### WHAT IS ASKED
Replace "ceiling" with "roof" in the lines that begin at the one containing "Task: locate the ceiling in" and end with the one containing "[(290, 34)]". Give back only those lines, with everything else left unchanged.

** start GIVEN DATA **

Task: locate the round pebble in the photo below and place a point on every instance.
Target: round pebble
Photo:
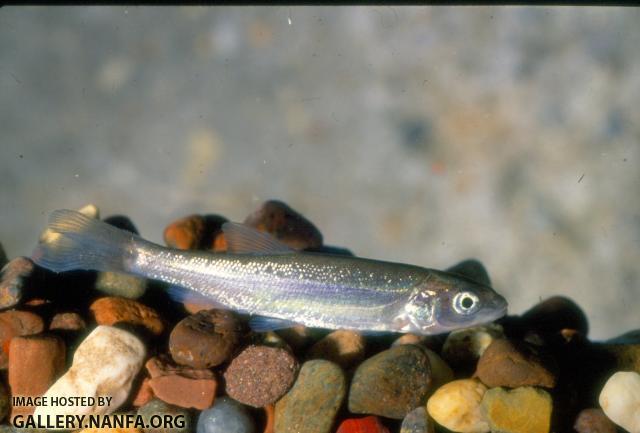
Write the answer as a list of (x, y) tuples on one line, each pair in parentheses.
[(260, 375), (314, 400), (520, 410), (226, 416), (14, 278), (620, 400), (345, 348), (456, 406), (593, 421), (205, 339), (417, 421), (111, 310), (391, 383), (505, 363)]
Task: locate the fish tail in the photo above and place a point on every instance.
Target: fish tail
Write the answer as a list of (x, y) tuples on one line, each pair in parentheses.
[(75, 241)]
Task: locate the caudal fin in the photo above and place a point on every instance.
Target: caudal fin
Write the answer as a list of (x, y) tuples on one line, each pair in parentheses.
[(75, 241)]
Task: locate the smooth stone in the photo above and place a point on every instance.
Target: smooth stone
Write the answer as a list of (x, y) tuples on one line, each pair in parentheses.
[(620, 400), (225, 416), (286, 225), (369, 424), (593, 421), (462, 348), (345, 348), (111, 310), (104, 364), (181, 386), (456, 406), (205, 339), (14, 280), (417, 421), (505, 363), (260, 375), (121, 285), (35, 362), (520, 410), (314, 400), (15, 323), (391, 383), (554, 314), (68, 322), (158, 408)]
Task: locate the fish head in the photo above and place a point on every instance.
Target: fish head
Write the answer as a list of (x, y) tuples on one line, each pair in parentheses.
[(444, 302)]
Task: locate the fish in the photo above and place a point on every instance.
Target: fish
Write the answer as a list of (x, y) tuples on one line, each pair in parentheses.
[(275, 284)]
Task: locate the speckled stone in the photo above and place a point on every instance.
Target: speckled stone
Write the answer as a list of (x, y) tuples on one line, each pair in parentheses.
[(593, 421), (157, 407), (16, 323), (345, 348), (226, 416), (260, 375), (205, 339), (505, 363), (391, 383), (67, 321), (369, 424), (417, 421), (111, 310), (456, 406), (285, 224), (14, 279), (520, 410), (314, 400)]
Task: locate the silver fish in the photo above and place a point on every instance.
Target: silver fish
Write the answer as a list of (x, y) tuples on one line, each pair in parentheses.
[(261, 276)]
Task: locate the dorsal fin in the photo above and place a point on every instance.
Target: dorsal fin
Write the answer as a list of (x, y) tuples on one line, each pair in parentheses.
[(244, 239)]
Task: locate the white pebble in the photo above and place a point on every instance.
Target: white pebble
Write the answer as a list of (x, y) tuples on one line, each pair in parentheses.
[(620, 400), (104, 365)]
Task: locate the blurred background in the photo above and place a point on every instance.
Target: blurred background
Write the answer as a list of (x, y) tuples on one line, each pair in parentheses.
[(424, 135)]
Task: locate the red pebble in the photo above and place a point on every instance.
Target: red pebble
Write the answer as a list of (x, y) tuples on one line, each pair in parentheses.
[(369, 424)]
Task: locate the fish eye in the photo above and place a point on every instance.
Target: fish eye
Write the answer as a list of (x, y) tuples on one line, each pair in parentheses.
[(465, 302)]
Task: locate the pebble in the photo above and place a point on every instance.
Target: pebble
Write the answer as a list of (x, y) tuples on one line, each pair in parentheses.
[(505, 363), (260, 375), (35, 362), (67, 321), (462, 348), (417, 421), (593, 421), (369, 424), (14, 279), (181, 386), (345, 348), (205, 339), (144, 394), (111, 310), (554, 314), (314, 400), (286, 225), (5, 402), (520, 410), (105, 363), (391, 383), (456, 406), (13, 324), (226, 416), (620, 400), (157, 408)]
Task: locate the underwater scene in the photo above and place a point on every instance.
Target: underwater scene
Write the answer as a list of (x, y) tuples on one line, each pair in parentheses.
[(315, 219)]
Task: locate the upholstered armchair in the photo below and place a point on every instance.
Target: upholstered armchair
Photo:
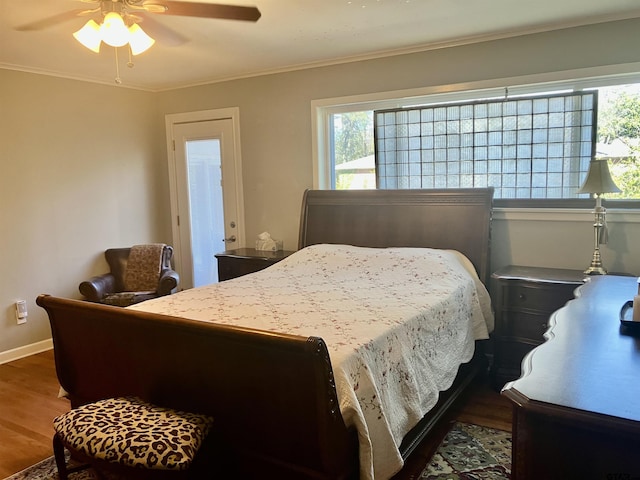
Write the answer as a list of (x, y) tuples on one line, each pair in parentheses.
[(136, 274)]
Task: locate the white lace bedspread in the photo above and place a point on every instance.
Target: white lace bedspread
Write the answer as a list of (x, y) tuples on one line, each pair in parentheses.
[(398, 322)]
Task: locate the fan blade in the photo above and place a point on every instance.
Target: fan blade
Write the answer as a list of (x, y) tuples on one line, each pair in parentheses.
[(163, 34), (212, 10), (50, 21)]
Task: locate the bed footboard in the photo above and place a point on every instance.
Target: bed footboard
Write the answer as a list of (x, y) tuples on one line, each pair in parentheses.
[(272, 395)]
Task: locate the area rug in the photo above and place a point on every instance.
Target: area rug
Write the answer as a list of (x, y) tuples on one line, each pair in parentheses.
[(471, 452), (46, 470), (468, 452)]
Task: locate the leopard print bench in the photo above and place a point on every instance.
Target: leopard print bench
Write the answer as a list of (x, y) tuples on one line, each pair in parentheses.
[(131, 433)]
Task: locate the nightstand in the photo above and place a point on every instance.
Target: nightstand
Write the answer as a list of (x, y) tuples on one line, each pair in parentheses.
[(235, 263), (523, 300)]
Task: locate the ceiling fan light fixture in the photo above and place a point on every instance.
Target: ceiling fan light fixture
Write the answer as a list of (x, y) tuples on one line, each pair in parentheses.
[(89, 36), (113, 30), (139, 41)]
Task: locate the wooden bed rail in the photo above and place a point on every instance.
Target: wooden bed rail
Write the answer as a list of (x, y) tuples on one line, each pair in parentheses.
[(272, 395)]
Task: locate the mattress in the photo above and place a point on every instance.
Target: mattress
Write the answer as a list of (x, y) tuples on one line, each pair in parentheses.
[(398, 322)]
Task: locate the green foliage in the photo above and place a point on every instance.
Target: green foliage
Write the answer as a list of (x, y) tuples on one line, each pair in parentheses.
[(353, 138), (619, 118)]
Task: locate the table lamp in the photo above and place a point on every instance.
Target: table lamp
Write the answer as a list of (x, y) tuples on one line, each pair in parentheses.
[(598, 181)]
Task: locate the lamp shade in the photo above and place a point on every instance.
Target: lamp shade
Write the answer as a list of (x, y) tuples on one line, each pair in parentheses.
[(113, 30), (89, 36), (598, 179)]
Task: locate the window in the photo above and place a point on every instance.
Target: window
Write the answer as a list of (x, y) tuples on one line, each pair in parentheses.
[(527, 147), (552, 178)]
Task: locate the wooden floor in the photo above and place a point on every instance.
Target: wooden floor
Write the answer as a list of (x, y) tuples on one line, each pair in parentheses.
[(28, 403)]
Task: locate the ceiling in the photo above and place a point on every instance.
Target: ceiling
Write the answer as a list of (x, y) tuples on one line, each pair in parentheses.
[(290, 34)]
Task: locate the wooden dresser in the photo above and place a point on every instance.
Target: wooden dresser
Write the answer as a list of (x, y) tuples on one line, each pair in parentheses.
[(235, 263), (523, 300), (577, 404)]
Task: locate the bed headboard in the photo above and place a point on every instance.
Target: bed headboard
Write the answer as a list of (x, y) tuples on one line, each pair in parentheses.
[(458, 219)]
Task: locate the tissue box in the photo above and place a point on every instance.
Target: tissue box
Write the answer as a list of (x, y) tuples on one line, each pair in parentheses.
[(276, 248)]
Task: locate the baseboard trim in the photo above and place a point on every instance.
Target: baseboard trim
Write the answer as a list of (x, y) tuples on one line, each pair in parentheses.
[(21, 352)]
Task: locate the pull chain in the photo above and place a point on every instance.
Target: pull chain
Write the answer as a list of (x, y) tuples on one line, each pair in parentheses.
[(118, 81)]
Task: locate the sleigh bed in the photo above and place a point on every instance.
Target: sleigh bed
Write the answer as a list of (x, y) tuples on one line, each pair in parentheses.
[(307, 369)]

** end GIVEN DATA **
** start GIVEN DATA **

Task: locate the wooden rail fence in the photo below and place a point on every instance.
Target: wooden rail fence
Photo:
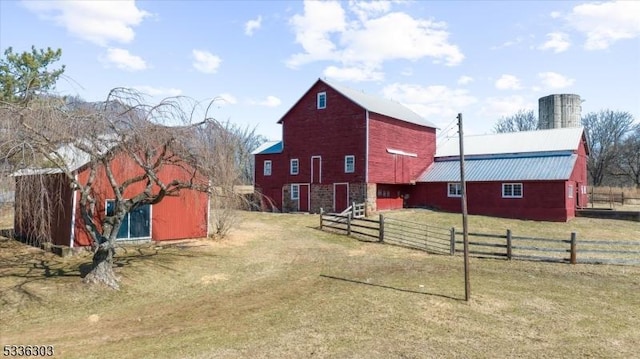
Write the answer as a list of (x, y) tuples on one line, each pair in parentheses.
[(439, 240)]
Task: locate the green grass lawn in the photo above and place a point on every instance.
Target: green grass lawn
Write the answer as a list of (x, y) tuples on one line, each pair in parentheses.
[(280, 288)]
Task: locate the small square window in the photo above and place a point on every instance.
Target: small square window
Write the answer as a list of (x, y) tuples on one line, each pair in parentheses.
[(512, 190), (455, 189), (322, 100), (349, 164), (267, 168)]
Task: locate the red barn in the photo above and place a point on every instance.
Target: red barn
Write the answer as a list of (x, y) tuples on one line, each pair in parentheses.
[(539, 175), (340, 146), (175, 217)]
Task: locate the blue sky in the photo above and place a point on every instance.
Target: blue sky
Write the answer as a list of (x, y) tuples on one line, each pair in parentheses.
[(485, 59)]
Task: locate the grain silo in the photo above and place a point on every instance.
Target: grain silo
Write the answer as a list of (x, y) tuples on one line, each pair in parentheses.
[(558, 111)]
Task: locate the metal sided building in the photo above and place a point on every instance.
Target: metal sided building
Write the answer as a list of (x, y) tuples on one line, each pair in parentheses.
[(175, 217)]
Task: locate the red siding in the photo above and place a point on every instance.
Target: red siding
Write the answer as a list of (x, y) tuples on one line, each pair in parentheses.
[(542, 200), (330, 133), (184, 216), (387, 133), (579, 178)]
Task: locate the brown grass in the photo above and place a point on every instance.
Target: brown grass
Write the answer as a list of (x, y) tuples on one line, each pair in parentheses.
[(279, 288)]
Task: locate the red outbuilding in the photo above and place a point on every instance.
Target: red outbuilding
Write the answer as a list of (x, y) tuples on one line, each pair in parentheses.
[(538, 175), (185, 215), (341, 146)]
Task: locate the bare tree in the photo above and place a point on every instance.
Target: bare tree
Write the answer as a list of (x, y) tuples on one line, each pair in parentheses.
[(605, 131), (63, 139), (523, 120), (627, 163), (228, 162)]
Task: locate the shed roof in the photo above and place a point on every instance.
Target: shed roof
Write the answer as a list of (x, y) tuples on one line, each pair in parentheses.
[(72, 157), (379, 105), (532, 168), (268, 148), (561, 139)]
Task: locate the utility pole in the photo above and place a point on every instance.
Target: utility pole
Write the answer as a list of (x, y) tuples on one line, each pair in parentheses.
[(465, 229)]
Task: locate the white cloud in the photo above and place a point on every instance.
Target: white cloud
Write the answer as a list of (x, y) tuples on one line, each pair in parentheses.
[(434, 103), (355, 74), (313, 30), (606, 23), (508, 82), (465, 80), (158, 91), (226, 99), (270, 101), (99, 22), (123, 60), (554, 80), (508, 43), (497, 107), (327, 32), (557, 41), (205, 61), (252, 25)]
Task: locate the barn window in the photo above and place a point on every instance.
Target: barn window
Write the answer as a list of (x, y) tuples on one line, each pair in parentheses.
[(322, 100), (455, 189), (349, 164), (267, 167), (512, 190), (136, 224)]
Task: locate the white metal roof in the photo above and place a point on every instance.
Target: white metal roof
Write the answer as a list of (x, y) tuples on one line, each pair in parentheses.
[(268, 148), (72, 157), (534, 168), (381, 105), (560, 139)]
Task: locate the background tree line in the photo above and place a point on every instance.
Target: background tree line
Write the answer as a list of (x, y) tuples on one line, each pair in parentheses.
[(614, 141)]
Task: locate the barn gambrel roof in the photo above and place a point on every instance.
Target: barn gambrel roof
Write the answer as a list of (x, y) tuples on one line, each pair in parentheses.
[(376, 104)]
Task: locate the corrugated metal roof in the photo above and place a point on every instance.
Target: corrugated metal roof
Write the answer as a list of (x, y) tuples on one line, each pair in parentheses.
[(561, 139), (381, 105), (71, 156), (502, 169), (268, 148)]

** end GIVEN DATA **

### FINAL ANSWER
Task: locate the roof in the photo above and place a point on every instance.
Target: roof
Write the answer as a list of (x, y) tuples on one line, each pair in parentheses.
[(290, 34)]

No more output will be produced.